● **What the task requires**:
Omit every picture, then return each line of the data below exactly.

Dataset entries
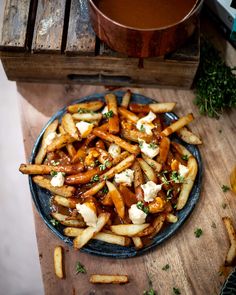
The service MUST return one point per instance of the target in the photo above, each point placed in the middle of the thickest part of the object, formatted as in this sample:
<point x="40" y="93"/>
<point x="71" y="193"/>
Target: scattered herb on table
<point x="225" y="188"/>
<point x="166" y="267"/>
<point x="215" y="83"/>
<point x="198" y="232"/>
<point x="176" y="291"/>
<point x="80" y="268"/>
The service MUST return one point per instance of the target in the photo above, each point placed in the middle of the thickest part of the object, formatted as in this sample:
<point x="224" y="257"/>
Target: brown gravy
<point x="145" y="14"/>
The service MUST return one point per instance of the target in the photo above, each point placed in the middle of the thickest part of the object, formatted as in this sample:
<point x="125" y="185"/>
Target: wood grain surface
<point x="81" y="38"/>
<point x="194" y="262"/>
<point x="14" y="27"/>
<point x="49" y="26"/>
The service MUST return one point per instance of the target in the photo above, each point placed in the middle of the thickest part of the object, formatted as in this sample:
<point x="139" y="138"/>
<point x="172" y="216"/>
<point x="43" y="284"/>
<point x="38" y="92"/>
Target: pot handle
<point x="99" y="78"/>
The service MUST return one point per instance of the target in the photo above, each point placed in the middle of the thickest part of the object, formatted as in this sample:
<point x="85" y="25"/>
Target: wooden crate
<point x="53" y="41"/>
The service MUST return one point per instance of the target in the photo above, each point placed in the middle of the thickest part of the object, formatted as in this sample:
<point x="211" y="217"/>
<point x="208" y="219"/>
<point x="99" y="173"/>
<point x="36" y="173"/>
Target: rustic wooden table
<point x="194" y="262"/>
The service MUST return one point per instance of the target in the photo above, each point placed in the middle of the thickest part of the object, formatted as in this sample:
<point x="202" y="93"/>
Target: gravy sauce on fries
<point x="127" y="197"/>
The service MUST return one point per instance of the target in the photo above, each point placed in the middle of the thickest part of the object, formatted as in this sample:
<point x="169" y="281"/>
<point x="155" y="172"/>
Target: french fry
<point x="63" y="219"/>
<point x="135" y="135"/>
<point x="133" y="149"/>
<point x="129" y="230"/>
<point x="189" y="137"/>
<point x="126" y="163"/>
<point x="47" y="169"/>
<point x="83" y="177"/>
<point x="116" y="199"/>
<point x="177" y="125"/>
<point x="58" y="262"/>
<point x="154" y="164"/>
<point x="164" y="149"/>
<point x="43" y="148"/>
<point x="128" y="114"/>
<point x="93" y="190"/>
<point x="231" y="254"/>
<point x="88" y="117"/>
<point x="138" y="244"/>
<point x="89" y="106"/>
<point x="188" y="183"/>
<point x="128" y="196"/>
<point x="126" y="99"/>
<point x="65" y="190"/>
<point x="60" y="142"/>
<point x="148" y="171"/>
<point x="101" y="236"/>
<point x="69" y="126"/>
<point x="162" y="107"/>
<point x="113" y="121"/>
<point x="109" y="279"/>
<point x="66" y="202"/>
<point x="90" y="231"/>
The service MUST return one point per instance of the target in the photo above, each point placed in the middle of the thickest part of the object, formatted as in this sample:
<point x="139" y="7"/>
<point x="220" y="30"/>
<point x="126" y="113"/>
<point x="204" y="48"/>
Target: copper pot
<point x="143" y="42"/>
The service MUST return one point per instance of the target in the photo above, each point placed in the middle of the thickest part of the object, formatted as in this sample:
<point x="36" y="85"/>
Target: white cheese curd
<point x="183" y="170"/>
<point x="105" y="110"/>
<point x="150" y="190"/>
<point x="84" y="128"/>
<point x="58" y="180"/>
<point x="145" y="123"/>
<point x="149" y="149"/>
<point x="50" y="137"/>
<point x="125" y="177"/>
<point x="114" y="150"/>
<point x="136" y="215"/>
<point x="88" y="214"/>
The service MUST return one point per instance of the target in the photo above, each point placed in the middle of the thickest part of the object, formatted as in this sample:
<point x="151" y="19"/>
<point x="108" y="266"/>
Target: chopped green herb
<point x="149" y="292"/>
<point x="224" y="205"/>
<point x="185" y="157"/>
<point x="152" y="145"/>
<point x="108" y="114"/>
<point x="225" y="188"/>
<point x="213" y="225"/>
<point x="198" y="232"/>
<point x="105" y="190"/>
<point x="176" y="291"/>
<point x="166" y="267"/>
<point x="141" y="206"/>
<point x="95" y="178"/>
<point x="142" y="128"/>
<point x="54" y="222"/>
<point x="216" y="82"/>
<point x="53" y="173"/>
<point x="80" y="268"/>
<point x="176" y="177"/>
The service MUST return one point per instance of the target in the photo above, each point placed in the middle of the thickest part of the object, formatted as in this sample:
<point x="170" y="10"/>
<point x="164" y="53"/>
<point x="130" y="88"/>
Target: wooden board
<point x="49" y="26"/>
<point x="194" y="262"/>
<point x="81" y="38"/>
<point x="14" y="28"/>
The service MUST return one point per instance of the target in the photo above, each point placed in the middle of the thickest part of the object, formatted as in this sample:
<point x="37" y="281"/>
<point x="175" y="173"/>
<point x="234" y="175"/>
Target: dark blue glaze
<point x="41" y="196"/>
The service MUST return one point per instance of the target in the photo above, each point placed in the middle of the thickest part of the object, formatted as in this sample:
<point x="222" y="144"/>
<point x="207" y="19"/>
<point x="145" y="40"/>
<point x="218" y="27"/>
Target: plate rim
<point x="133" y="252"/>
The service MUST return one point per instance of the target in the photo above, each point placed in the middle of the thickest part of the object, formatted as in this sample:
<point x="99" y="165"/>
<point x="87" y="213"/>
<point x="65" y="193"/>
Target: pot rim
<point x="195" y="7"/>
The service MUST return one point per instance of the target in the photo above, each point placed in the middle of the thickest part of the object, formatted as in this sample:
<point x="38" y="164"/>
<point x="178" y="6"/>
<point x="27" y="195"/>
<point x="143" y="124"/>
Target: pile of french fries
<point x="89" y="170"/>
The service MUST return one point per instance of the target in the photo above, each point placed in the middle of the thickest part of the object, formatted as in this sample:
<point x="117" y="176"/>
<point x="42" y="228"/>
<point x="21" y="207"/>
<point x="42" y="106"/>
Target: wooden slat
<point x="14" y="28"/>
<point x="81" y="38"/>
<point x="48" y="32"/>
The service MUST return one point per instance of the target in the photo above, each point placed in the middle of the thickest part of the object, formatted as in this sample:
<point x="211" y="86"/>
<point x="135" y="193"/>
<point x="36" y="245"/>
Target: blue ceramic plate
<point x="229" y="287"/>
<point x="41" y="196"/>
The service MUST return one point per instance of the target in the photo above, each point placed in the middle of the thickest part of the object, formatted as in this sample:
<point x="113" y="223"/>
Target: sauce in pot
<point x="145" y="14"/>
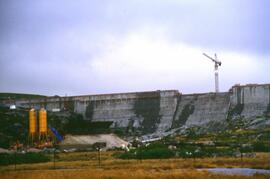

● **Result**:
The service MUST return one point per instance of the target in the photo above, each point placed in the middle of the thickest part of the object, formatted as in this sample:
<point x="40" y="93"/>
<point x="71" y="193"/>
Target: scattered herb on table
<point x="225" y="188"/>
<point x="166" y="267"/>
<point x="215" y="83"/>
<point x="198" y="232"/>
<point x="176" y="291"/>
<point x="80" y="268"/>
The service MUST return one point per instance of the target in the photo above, each point placed in the middle of the thickest part of the object, formatted as in this sample:
<point x="224" y="257"/>
Target: brown gravy
<point x="145" y="14"/>
The service MUST return one point per instance of the target in the photo above, each point placed in the middle of the thickest part of the object, formatted as in this sample:
<point x="125" y="185"/>
Target: wood grain surface
<point x="81" y="38"/>
<point x="194" y="262"/>
<point x="14" y="27"/>
<point x="49" y="26"/>
The service MUST return one point per instance of the target in the photo above, each point placed in the middle of the thickest part of the object, formatted as in this sample:
<point x="139" y="138"/>
<point x="172" y="216"/>
<point x="43" y="284"/>
<point x="38" y="92"/>
Target: pot handle
<point x="99" y="78"/>
The service MUST return one point per instance of the target in the photo above, each point placed in the middle of the thickest part of the object, formatted as in this sample:
<point x="85" y="25"/>
Target: wooden crate
<point x="53" y="41"/>
The service MUST return one point per instance of the target in the photo above, each point placed in the middle of the thickest part of the object, formatted as in this sample:
<point x="211" y="217"/>
<point x="208" y="219"/>
<point x="99" y="173"/>
<point x="36" y="173"/>
Target: rustic wooden table
<point x="194" y="262"/>
The service MUST return one point per instance of the target in the photo above, each point placed in the middle of the thickest part of the object, formatted as in this sample:
<point x="202" y="93"/>
Target: gravy sauce on fries
<point x="127" y="197"/>
The service MUST return one point per instance of the target in the photo above, each point placed in the middle of the thickest part of the object, formatted as in this sample:
<point x="169" y="281"/>
<point x="155" y="172"/>
Target: french fry
<point x="63" y="219"/>
<point x="135" y="135"/>
<point x="133" y="149"/>
<point x="129" y="230"/>
<point x="189" y="137"/>
<point x="126" y="163"/>
<point x="47" y="169"/>
<point x="83" y="177"/>
<point x="116" y="199"/>
<point x="177" y="125"/>
<point x="58" y="262"/>
<point x="154" y="164"/>
<point x="164" y="149"/>
<point x="43" y="148"/>
<point x="128" y="114"/>
<point x="93" y="190"/>
<point x="231" y="254"/>
<point x="88" y="117"/>
<point x="138" y="244"/>
<point x="89" y="106"/>
<point x="188" y="183"/>
<point x="128" y="196"/>
<point x="126" y="99"/>
<point x="65" y="190"/>
<point x="60" y="142"/>
<point x="148" y="171"/>
<point x="101" y="236"/>
<point x="69" y="126"/>
<point x="162" y="107"/>
<point x="113" y="121"/>
<point x="109" y="279"/>
<point x="66" y="202"/>
<point x="90" y="231"/>
The service MUST return one point per instance of the target in the photo above, each point placed in the middle of the thickest part of the object, formatted as in this sample:
<point x="139" y="7"/>
<point x="220" y="30"/>
<point x="126" y="113"/>
<point x="204" y="48"/>
Target: copper pot
<point x="143" y="42"/>
The service MUST return one point per instance of the target in the photo above, each point placed in the middle of the thickest part of the object, formatted as in this sample:
<point x="36" y="85"/>
Target: white cheese curd
<point x="183" y="170"/>
<point x="105" y="110"/>
<point x="150" y="190"/>
<point x="84" y="128"/>
<point x="58" y="180"/>
<point x="145" y="123"/>
<point x="149" y="149"/>
<point x="50" y="137"/>
<point x="125" y="177"/>
<point x="114" y="150"/>
<point x="136" y="215"/>
<point x="88" y="214"/>
The service MUST return one point per instance of the target in the photo above, each point placed in the middle of the thickest part of the object, formatted as in this sample:
<point x="151" y="19"/>
<point x="108" y="266"/>
Target: chopped green herb
<point x="149" y="292"/>
<point x="224" y="205"/>
<point x="185" y="157"/>
<point x="152" y="145"/>
<point x="108" y="114"/>
<point x="225" y="188"/>
<point x="213" y="225"/>
<point x="198" y="232"/>
<point x="105" y="190"/>
<point x="176" y="291"/>
<point x="166" y="267"/>
<point x="141" y="206"/>
<point x="95" y="178"/>
<point x="142" y="128"/>
<point x="54" y="222"/>
<point x="216" y="82"/>
<point x="53" y="173"/>
<point x="80" y="268"/>
<point x="176" y="177"/>
The service MUST return one point per instance of the target in the photo above, each point placed in the middle of the thickest part of the object, formatted as in this sample:
<point x="170" y="10"/>
<point x="164" y="53"/>
<point x="130" y="88"/>
Target: wooden board
<point x="49" y="26"/>
<point x="194" y="262"/>
<point x="81" y="38"/>
<point x="14" y="28"/>
The service MUST return one point per instance of the target in the photo above, each point placed in the middle of the thickest part of the object, formatted as in this sample:
<point x="37" y="281"/>
<point x="175" y="173"/>
<point x="234" y="175"/>
Target: dark blue glaze
<point x="41" y="196"/>
The service MUST return one point per instance of the target in the photo above, each point placed in the middle of the thickest part of the object, formatted as in this sample:
<point x="222" y="144"/>
<point x="207" y="19"/>
<point x="145" y="40"/>
<point x="218" y="27"/>
Target: plate rim
<point x="133" y="252"/>
The service MUST return one point per instance of the target in the photo above, each point placed in the middle of the thickest part of the object, formatted as in this sample:
<point x="99" y="165"/>
<point x="87" y="213"/>
<point x="65" y="193"/>
Target: pot rim
<point x="195" y="7"/>
The service MUST return one point per instance of the target in the photo above, each point placed in the middle of the thickest part of the object, formatted as in this sample:
<point x="38" y="164"/>
<point x="178" y="6"/>
<point x="27" y="195"/>
<point x="143" y="124"/>
Target: pile of french fries
<point x="89" y="170"/>
The service MUST return one point per instance of the target in the photo above, each point placed in the middle of the thickest part of the object, formatted as in this sample:
<point x="117" y="176"/>
<point x="42" y="228"/>
<point x="21" y="207"/>
<point x="42" y="106"/>
Target: wooden slat
<point x="14" y="28"/>
<point x="81" y="38"/>
<point x="48" y="32"/>
The service MUST return one point per instance of the target in the photo above, each point placed in the middle of the thickest part of the object, formatted as in this sample:
<point x="211" y="86"/>
<point x="135" y="193"/>
<point x="36" y="245"/>
Target: blue ceramic plate
<point x="229" y="287"/>
<point x="41" y="196"/>
The service MUST return one point per instance of the target in the photo above, each point placed in the middle of the thickest part of the object, formatted as in this sample:
<point x="113" y="223"/>
Target: sauce in pot
<point x="145" y="14"/>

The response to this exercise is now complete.